In the data below, which lines hold the word "pickup"? Copy them.

··· PROVIDED INFORMATION ···

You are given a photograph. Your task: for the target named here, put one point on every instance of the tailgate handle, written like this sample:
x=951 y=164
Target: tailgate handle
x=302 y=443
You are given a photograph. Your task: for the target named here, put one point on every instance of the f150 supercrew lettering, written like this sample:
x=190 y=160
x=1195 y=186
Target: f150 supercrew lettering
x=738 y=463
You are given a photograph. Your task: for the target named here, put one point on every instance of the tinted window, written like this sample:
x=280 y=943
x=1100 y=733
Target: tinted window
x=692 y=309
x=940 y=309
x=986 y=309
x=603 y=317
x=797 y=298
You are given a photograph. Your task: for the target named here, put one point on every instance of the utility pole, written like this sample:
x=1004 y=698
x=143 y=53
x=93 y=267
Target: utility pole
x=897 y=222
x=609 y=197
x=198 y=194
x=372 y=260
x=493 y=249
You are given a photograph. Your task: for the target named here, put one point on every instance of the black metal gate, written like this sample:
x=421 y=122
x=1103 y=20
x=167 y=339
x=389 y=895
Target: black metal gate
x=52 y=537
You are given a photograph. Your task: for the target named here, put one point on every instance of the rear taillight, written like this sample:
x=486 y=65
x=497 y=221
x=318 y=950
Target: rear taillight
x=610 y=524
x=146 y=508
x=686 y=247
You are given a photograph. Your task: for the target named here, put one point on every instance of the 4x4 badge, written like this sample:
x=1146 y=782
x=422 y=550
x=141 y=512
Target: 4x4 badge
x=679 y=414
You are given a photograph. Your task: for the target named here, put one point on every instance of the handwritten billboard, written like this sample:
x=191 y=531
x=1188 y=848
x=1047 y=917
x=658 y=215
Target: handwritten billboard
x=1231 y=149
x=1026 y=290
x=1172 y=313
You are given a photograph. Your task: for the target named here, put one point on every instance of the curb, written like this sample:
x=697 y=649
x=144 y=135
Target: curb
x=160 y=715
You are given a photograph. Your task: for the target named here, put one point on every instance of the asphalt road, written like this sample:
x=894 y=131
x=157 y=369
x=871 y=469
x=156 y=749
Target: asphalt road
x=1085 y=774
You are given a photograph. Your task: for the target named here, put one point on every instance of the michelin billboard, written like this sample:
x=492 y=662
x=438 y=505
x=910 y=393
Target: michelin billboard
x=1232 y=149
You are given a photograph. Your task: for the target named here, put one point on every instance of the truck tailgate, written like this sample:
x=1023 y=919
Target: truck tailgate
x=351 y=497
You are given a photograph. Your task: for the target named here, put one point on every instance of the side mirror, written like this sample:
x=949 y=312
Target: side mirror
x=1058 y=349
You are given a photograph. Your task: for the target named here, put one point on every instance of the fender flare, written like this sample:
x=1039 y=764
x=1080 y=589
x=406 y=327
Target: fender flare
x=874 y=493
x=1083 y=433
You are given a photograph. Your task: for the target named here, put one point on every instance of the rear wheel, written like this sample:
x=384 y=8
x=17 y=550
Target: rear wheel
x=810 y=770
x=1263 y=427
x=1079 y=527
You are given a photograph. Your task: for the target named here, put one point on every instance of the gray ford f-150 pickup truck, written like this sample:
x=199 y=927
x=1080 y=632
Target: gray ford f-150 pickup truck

···

REPLY TO THE TASK:
You are given a photograph. Your task: for the target named here, put one point on every instance of the gray ford f-150 pickup truck, written like this sample:
Target: gray ford f-150 pickup truck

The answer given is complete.